[Point placement data]
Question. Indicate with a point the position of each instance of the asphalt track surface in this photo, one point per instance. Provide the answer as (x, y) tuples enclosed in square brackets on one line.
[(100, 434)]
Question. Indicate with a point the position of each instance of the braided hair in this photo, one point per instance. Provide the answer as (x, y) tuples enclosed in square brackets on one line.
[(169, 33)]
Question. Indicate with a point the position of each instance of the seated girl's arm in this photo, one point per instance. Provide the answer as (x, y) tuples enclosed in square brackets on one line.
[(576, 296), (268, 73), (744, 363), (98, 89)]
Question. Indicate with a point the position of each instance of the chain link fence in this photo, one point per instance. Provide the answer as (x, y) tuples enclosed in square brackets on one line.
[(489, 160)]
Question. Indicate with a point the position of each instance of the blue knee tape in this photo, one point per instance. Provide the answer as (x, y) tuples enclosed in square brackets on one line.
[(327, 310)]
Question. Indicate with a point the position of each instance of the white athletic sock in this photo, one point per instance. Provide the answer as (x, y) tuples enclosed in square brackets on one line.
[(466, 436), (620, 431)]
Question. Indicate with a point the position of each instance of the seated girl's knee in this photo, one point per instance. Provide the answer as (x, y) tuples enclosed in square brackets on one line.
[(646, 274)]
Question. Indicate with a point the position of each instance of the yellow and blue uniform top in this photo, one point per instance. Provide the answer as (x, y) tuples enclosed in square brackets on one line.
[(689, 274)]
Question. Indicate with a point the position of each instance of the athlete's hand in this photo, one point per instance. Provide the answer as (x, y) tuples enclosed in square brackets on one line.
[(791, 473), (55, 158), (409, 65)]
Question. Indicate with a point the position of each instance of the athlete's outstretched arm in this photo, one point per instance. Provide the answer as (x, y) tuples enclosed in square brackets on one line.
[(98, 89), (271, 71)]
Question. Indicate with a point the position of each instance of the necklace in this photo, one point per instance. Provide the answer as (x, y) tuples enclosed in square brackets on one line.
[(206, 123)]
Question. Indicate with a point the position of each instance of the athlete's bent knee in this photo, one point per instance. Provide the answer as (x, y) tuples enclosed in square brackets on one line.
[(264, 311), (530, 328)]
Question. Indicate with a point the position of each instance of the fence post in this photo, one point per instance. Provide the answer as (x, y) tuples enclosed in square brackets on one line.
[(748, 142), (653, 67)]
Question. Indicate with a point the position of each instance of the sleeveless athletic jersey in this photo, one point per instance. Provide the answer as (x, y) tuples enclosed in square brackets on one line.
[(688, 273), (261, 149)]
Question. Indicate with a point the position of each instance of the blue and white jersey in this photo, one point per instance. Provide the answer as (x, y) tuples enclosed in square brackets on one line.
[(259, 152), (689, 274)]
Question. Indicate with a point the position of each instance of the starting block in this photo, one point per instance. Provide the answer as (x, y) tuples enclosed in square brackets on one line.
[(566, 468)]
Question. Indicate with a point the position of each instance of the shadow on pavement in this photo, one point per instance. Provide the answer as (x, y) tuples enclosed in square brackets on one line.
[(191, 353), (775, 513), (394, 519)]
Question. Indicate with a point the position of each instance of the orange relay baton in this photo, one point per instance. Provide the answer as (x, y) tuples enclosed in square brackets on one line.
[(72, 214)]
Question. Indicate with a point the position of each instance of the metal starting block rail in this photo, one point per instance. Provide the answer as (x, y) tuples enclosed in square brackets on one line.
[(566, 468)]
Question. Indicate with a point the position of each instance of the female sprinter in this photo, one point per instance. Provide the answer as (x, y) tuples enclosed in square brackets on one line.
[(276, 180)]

### EXERCISE OBJECTIVE
Render the data as a Markdown table with columns Index and Content. Begin at the line that contains "the athlete's hand", stop after the line that contains "[(98, 89), (271, 71)]", number each line, and leave out blank lines.

### CORRECT ANSWER
| Index | Content |
|---|---|
| 1 | Question. Indicate with a point the position of each instance of the athlete's hand in this photo, one point per instance. Provide the answer as (x, y) tuples enclosed in square brackets on one line. |
| 2 | [(791, 473), (55, 158), (409, 65)] |
| 3 | Question. Indicate with a point the position of each instance of the athlete's outstretched arm in this photo, one point per instance. Provide the answer as (x, y) tuples enclosed in square brackets on one line. |
| 4 | [(98, 89), (271, 71)] |